▶ **PROVIDED DATA**
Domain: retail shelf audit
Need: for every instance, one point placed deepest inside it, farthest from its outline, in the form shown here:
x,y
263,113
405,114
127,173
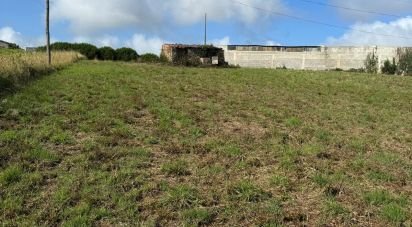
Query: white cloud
x,y
8,34
91,16
389,7
395,30
219,42
143,45
100,41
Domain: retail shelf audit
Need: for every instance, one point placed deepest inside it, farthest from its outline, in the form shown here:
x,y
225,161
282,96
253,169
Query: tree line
x,y
92,52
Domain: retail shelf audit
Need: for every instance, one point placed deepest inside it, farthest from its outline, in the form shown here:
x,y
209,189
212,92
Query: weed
x,y
181,197
394,213
11,175
198,217
248,192
177,168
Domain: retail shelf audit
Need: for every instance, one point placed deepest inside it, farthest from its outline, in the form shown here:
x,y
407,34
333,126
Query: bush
x,y
389,67
126,54
86,49
14,46
371,63
106,53
149,58
405,62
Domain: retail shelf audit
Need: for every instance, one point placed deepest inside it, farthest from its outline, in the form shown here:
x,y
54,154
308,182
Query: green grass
x,y
103,143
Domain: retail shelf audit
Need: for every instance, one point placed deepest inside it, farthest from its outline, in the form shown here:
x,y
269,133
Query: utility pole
x,y
205,29
48,31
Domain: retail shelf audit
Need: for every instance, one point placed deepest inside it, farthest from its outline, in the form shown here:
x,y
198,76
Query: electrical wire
x,y
350,9
317,22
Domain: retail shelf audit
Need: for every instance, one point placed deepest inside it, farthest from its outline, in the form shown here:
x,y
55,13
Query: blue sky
x,y
146,24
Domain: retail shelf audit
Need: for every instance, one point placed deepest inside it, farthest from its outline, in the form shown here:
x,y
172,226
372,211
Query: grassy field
x,y
18,67
132,144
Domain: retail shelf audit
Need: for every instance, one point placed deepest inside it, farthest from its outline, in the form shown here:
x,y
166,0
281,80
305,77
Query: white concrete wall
x,y
323,58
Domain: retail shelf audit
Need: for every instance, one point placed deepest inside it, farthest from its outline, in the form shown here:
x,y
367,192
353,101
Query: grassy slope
x,y
114,143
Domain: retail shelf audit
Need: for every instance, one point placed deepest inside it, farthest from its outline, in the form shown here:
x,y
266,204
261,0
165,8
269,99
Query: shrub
x,y
88,50
106,53
14,46
371,63
389,67
405,62
149,58
126,54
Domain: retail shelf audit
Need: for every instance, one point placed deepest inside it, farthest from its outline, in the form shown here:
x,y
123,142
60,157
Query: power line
x,y
350,9
317,22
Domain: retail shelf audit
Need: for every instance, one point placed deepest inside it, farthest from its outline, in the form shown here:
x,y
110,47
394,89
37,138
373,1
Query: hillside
x,y
103,143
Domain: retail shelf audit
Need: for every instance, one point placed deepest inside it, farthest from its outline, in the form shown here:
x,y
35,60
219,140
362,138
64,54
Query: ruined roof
x,y
189,46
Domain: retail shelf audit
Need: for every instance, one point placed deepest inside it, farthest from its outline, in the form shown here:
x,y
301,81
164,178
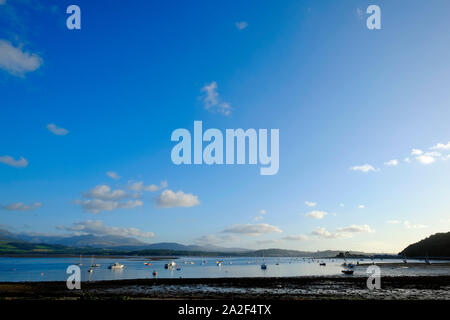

▶ **WHAT IS EXPECTED**
Gather every line in the listing above that contains the word "grassy".

▶ **CORRECT OUTPUT**
Query: grassy field
Query: grassy slope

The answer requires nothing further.